** Begin SUPPLIED ENTRIES **

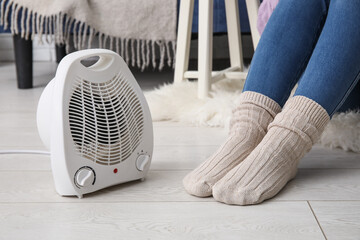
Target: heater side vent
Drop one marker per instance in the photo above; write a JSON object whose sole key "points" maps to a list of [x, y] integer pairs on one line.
{"points": [[106, 120]]}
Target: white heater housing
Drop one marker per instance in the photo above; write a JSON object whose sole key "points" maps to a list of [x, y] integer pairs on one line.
{"points": [[96, 123]]}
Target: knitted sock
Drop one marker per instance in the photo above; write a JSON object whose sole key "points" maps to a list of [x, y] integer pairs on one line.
{"points": [[274, 161], [248, 126]]}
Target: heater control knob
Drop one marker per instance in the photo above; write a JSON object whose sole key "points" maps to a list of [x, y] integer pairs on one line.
{"points": [[84, 177], [142, 161]]}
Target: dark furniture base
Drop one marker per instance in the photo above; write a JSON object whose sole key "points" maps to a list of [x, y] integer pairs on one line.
{"points": [[24, 60]]}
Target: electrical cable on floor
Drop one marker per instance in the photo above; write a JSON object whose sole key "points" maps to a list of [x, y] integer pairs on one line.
{"points": [[24, 152]]}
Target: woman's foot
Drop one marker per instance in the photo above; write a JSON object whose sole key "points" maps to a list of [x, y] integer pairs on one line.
{"points": [[274, 161], [248, 126]]}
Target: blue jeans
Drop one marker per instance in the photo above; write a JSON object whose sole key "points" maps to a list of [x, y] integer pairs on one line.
{"points": [[315, 43]]}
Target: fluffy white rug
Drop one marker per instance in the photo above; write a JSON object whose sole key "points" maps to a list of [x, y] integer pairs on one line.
{"points": [[179, 102]]}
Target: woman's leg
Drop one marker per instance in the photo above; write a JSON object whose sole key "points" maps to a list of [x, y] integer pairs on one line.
{"points": [[334, 67], [285, 47], [281, 56], [331, 73]]}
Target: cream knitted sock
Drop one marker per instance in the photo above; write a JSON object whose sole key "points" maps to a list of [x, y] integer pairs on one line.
{"points": [[274, 161], [248, 126]]}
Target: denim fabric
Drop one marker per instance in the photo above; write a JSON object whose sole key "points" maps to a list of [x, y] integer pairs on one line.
{"points": [[314, 41]]}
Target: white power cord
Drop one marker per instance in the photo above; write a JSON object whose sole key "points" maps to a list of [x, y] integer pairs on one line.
{"points": [[24, 152]]}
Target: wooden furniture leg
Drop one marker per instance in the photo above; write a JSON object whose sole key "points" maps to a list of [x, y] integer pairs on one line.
{"points": [[183, 39], [60, 52], [23, 61], [206, 8]]}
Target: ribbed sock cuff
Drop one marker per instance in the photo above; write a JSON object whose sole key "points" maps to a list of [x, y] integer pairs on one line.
{"points": [[305, 106], [260, 100]]}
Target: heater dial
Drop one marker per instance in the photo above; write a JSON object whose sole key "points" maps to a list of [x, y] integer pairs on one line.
{"points": [[84, 177]]}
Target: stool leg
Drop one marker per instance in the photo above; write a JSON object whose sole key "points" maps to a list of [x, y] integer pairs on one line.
{"points": [[183, 39], [253, 9], [234, 34], [60, 51], [23, 61], [205, 47]]}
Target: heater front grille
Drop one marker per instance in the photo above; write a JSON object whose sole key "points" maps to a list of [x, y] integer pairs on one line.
{"points": [[106, 120]]}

** End SUPPLIED ENTRIES **

• **TASK TO COMPLETE**
Reproduce all of the entries above verbatim, omitting the pictures.

• **OUTPUT**
Target: heater side vent
Drop one marker per instance in the photo above; write a JSON object whose sole key "points" maps to a list of [x, y] integer pairs on one line.
{"points": [[106, 120]]}
Target: white heater housing
Drop one marker per instance in the photo above; write a JSON object whose sole key "points" maps to a list of [x, y] integer pairs on one line.
{"points": [[96, 123]]}
Target: knitted sock
Drop one marker per instance in the photo above; write a JSON object whose sole key "points" maps to a list of [x, y] integer pairs on one line.
{"points": [[274, 161], [248, 126]]}
Target: heater control knob
Drop one marker per instance in the photo above; write a JSON object whose sole key "points" maps to a list of [x, y] integer pairs on one line.
{"points": [[84, 177], [142, 161]]}
Target: dark furniture base
Drop one marker per instance in the photo above; write a JSON object whose sole key "points" maps to a list of [x, y] integer pairs on one line.
{"points": [[24, 60]]}
Target: electrical cable on floor
Drop one marker per instance in the photo above; write a JSON object whose sole key "points" maps to a list of [x, y] integer pairs on one line.
{"points": [[24, 152]]}
Target: woman's foot
Drop one marker per instance in the photo above; write a JSON object whose sole key "points" maps to a list of [x, y] integer pairs on one line.
{"points": [[274, 161], [248, 126]]}
Target: blue jeans
Drop one marker per instance in the photo above; write a JSON object whose sole key "points" maps to a list of [x, y] integer pairs on one line.
{"points": [[315, 43]]}
Target: fluffy white rug
Drop one marker per instance in the photo above; write a JSON object whose sole key "points" maps to a list of [x, y] integer pairs on one line.
{"points": [[179, 102]]}
Target: woman's leg
Drop one marker per instance in the photo above; write a JSON object whose sole key "points" maps to a list of [x, y] integer pairs on one line.
{"points": [[334, 67], [285, 47], [281, 56], [331, 73]]}
Target: cream knitted sock
Drop one marker per instance in the photo above; write a JSON object whose sole key "points" maps to a list of [x, y] integer pairs on one line.
{"points": [[274, 161], [248, 126]]}
Target: denim fabric
Drop one marker per instance in the photo above; write a JSON object whose sole key "points" maps to a list of [x, y] integer pairs on one line.
{"points": [[314, 41]]}
Target: white power cord
Drop one marker per instance in the photo above; write a JSON object whose sole key "points" maps to a list of [x, y] integer pairs on one line.
{"points": [[24, 152]]}
Target: wooden furniture leg
Drop one marker per instance in the photo above; write a JSON object whose sole key "points" maps to a list of [x, y] integer pairs on one line.
{"points": [[183, 39], [60, 52], [23, 61], [206, 8]]}
Target: ribbed sock cuff
Drop one marker per instance in the photo above; write a JSON object whose sole key "points" maps to a list of [x, y] integer pairs on one line.
{"points": [[305, 106], [260, 100]]}
Target: heater dial
Drop one marker per instance in the photo above; write a JSON object whose sole key "points" maps to a list of [x, y] integer pairs on one line.
{"points": [[84, 177]]}
Target: stool leg
Drop one marker per instance in the photo above; write a JSON object whose sole key "points" maps to a list of [x, y] integer pairs on one line.
{"points": [[183, 39], [253, 9], [234, 34], [60, 51], [23, 61], [205, 47]]}
Target: heater front grille
Drop one marker per instance in the photo above; write a JSON object whose sole key "points" maps to a list of [x, y] integer pairs on one line.
{"points": [[106, 120]]}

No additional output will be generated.